Data in this exercise

— BEGIN —

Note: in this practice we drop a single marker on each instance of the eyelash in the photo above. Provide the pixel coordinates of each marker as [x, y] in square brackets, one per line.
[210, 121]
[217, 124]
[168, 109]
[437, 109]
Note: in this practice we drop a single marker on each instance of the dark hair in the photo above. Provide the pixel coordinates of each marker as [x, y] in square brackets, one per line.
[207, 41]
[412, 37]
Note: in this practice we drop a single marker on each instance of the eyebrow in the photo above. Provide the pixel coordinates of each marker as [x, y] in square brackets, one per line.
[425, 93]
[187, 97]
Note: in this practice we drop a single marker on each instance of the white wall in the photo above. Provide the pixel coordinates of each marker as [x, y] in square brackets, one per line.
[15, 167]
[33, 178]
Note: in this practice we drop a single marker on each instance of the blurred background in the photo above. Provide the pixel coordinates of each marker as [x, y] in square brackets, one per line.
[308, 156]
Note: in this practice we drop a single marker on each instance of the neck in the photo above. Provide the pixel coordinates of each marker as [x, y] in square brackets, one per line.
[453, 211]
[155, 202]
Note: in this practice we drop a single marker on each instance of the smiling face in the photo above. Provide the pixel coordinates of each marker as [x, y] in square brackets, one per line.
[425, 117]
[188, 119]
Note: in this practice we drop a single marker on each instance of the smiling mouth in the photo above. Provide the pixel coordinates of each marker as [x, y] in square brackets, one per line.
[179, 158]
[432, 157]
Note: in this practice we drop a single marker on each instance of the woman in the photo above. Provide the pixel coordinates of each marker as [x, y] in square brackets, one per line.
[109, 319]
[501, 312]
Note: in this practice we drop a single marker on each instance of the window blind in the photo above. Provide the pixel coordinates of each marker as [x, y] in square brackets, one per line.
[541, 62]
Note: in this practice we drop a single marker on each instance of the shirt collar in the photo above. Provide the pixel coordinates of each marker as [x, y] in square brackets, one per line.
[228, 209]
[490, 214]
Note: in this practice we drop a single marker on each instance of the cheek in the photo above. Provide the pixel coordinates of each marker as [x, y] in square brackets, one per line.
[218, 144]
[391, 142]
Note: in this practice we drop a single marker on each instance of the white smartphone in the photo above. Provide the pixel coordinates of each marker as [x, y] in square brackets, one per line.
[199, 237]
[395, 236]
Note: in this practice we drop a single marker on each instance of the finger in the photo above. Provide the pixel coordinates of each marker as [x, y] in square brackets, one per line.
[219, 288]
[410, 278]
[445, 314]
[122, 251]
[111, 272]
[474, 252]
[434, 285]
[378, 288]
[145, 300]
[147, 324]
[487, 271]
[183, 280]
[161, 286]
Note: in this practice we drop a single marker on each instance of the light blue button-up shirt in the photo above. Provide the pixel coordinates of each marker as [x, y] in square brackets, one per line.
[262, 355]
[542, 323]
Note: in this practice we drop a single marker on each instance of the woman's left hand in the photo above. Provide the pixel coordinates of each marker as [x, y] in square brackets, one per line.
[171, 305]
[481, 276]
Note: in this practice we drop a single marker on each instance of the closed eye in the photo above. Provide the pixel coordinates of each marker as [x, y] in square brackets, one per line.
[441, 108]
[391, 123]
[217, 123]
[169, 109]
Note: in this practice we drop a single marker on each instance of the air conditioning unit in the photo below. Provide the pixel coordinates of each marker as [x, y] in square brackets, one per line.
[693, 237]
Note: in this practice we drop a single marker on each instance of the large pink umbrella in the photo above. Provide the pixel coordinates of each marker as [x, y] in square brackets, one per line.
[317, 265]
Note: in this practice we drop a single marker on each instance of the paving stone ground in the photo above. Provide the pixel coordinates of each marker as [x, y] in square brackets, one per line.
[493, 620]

— END —

Goal
Print every one of the lines above again, word for word and in the same order.

Task answer
Note: in this practice we drop a single marker on each instance of the eyelash in the photo above. Provide the pixel coordinates of each marker as [x, y] in square brackets, one per line.
[210, 121]
[217, 124]
[168, 109]
[437, 109]
Note: in this practice we drop a single marker on each instance of the dark hair in the photo above. Provide the pixel coordinates of each marker as [x, y] in square brackets, one per line.
[207, 41]
[412, 37]
Note: in this practice we drop a single marker on each instance of the eyebrow in the photo above. Provide the pixel coordinates of each marker as [x, y] in square brackets, one per line.
[425, 93]
[187, 97]
Note: in this practice we drop a single marker on each instance of the white wall in the photo above. Provide the pixel coordinates of each marker as [x, y] in square brackets, one per line.
[15, 167]
[33, 178]
Note: in this practice we drop a single marker on each instance of the blurred background in the photo above. Provide the pixel coordinates of each marker as [x, y] in square brackets, one per line.
[308, 156]
Note: in this practice we drop a single marker on each instance of the neck in the photo above. Provide the pixel coordinates of each marker as [x, y] in square brackets, one per line.
[453, 211]
[155, 202]
Note: in this practice we drop a single marker on each instance of the smiling face in the photo above. Provide the pixel coordinates of each marker as [x, y] in square brackets, one per line.
[425, 117]
[188, 119]
Note: in this practice we drop a single marker on each instance of the smiling mouth in the photo above. Provide the pixel coordinates of each marker as [x, y] in square brackets, one per line.
[179, 158]
[432, 157]
Note: in this practice we drop a single marker on each instance of the woman in the photo above. Provide the pixel coordinates of each marker as [x, y] in square brackets, one per line.
[109, 319]
[501, 312]
Note: in this practice we drop a single marker on each instance of the window blind in the photo above. Provide the pixel coordinates of each marker as [x, y] in square brackets, one per line.
[541, 62]
Note: in this practice we drop a single marker on each instance of the shirt collar in the photo above. Provide the pixel coordinates of each marker as [x, y] in square brackets, one per line.
[228, 209]
[490, 214]
Note: in this practice we drop a single marker on each instance of the cheek in the photo above. Provide the pixel coordinates of each marker as [x, y] in square brackets, one per line.
[218, 144]
[391, 142]
Note: in this practice we drop a single marker on each instance of the white smartphone in the photo above. Provide the pixel coordinates of each marker as [x, y] in square brackets, one per line.
[199, 237]
[395, 236]
Note: in this practice we drop a single marker on each instance of the finger in the photo above. Provide the pixel coordinates of each marker as [x, y] in square brackets, one per line.
[219, 288]
[410, 278]
[445, 314]
[122, 251]
[111, 272]
[474, 252]
[434, 285]
[378, 288]
[145, 300]
[147, 324]
[487, 271]
[183, 280]
[161, 286]
Note: in this practice we drop a single marker on each instance of the light blue button-up shirt in the photo above. Provide the pixel coordinates of each marker as [x, y] in square brackets, one per line.
[262, 355]
[542, 323]
Note: in this practice we drop a single marker on each instance of the woman's left hand in the photo above. Provide the pixel coordinates of each marker as [x, y] in square brackets, one per line.
[171, 305]
[481, 276]
Note: in this practice we drop a single marker on each instance of the closed eye in the photo above. Provide the pixel coordinates of each marker as [x, y] in square brackets, one per line.
[441, 108]
[391, 123]
[217, 123]
[169, 109]
Note: in this practice we drop a single marker on each instance of the air conditioning unit in the photo below. Provide the pixel coordinates of each marker as [x, y] in square brackets, one per line.
[693, 237]
Note: in this practice we drop a single marker on each instance of the large pink umbrella in the photo above. Provide the pixel coordinates of each marker as [x, y] in square brackets, one per line.
[317, 265]
Note: in this practice we drop a single marker on each instance of the paving stone ground in the photo above. Provide the pixel coordinates of each marker as [x, y] in square brackets, one per line.
[493, 620]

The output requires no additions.